**Assignment:** From the records below, find each line with the string "resembles" and copy it.

**Data:**
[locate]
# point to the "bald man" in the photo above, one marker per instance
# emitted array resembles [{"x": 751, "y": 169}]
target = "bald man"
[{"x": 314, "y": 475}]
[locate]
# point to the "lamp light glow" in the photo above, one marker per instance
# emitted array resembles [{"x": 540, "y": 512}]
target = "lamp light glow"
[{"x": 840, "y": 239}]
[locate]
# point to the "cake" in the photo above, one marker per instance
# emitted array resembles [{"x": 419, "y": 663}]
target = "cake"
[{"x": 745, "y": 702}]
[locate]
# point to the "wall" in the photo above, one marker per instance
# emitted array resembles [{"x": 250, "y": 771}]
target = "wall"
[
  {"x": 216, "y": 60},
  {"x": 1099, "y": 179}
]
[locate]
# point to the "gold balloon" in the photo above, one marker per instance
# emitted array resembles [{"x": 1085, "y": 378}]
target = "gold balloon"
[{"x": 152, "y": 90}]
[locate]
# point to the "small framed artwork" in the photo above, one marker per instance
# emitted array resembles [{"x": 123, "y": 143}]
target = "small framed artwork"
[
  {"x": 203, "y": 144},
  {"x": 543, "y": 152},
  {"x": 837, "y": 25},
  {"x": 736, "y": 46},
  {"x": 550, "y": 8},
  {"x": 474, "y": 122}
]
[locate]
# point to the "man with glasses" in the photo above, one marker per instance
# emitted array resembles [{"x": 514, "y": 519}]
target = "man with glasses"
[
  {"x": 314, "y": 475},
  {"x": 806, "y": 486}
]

**Solution to the exercise:**
# emitted array resembles [{"x": 751, "y": 169}]
# emitted array resembles [{"x": 540, "y": 512}]
# emitted array resembles [{"x": 419, "y": 663}]
# emitted array resembles [{"x": 250, "y": 771}]
# emitted array resembles [{"x": 1085, "y": 378}]
# emitted array resembles [{"x": 123, "y": 143}]
# emitted array resembles [{"x": 514, "y": 519}]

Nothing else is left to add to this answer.